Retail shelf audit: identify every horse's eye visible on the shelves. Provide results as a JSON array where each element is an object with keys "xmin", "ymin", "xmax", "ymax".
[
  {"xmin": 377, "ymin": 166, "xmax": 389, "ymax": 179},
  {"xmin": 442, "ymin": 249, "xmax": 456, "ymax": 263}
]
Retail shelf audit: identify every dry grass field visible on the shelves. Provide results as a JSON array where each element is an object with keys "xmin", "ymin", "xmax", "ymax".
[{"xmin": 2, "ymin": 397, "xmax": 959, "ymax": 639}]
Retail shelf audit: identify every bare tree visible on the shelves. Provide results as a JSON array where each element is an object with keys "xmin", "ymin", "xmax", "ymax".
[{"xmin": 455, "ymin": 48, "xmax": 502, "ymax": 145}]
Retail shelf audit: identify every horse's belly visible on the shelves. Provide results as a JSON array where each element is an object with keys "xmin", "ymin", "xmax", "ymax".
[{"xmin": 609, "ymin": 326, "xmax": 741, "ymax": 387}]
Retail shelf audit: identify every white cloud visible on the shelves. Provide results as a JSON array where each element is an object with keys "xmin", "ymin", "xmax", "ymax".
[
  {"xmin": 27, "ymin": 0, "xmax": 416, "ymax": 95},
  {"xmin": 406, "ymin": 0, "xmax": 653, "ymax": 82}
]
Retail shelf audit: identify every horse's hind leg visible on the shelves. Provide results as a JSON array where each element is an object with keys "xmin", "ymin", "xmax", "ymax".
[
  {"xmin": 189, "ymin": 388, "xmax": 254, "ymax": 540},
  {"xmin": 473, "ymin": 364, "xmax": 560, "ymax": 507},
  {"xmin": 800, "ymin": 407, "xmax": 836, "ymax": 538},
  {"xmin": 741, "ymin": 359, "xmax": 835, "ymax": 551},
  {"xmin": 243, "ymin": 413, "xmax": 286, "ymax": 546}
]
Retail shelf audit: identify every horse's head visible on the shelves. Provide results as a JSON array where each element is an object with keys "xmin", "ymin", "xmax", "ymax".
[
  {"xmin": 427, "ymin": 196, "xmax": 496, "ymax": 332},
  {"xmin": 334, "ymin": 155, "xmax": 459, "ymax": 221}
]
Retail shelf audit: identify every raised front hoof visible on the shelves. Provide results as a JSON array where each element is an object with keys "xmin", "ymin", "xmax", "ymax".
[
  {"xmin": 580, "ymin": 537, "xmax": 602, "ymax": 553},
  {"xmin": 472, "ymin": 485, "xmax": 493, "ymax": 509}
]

================

> _EXERCISE REQUIREMENTS_:
Word for word, set down all the lines above.

> _ANSWER FOR THIS EXERCISE_:
Retail shelf audit: identify every horse's eye visible on the shelves. Provide results as a JSON array where each element is an object with keys "xmin", "ymin", "xmax", "ymax".
[
  {"xmin": 377, "ymin": 166, "xmax": 389, "ymax": 179},
  {"xmin": 442, "ymin": 249, "xmax": 456, "ymax": 263}
]
Retail shelf audit: identify every dry grass field visible on the shelves. Provide results as a JSON array where each element is an object with keys "xmin", "ymin", "xmax", "ymax".
[{"xmin": 2, "ymin": 397, "xmax": 959, "ymax": 639}]
Retail shelf audit: identify every bare tree visible on the shelves. Provide results as a JSON array where each element is an object with keys "xmin", "ymin", "xmax", "ymax".
[{"xmin": 455, "ymin": 48, "xmax": 502, "ymax": 145}]
Retail shelf audit: identify every horse's belly visible on the shelves. Provide results as a JSON array where each element is an object with keys "xmin", "ymin", "xmax", "ymax".
[{"xmin": 609, "ymin": 326, "xmax": 741, "ymax": 387}]
Retail shelf audit: identify every white cloud visible on the shelves. Provide results as a JSON array where each element is an object with keys "xmin", "ymin", "xmax", "ymax".
[
  {"xmin": 27, "ymin": 0, "xmax": 416, "ymax": 95},
  {"xmin": 406, "ymin": 0, "xmax": 653, "ymax": 82}
]
Retail shelf audit: identify every horse's hind leg visible on the shelves. Provide results as a JSON array where each element is an object with keys "xmin", "ymin", "xmax", "ymax".
[
  {"xmin": 189, "ymin": 388, "xmax": 254, "ymax": 540},
  {"xmin": 473, "ymin": 364, "xmax": 560, "ymax": 507},
  {"xmin": 800, "ymin": 407, "xmax": 836, "ymax": 538},
  {"xmin": 741, "ymin": 359, "xmax": 835, "ymax": 551},
  {"xmin": 243, "ymin": 413, "xmax": 286, "ymax": 546}
]
Retail shelf audit: identify every horse's head visible on the shelves. Provide results as a JSON array where each element is an object with keys "xmin", "ymin", "xmax", "ymax".
[
  {"xmin": 427, "ymin": 196, "xmax": 496, "ymax": 332},
  {"xmin": 334, "ymin": 155, "xmax": 459, "ymax": 221}
]
Retail shelf audit: identify every raised front hoof visible on the shelves. Provide results as a JSON array where each element is an object with keys "xmin", "ymin", "xmax", "ymax".
[
  {"xmin": 580, "ymin": 537, "xmax": 602, "ymax": 553},
  {"xmin": 472, "ymin": 485, "xmax": 493, "ymax": 509}
]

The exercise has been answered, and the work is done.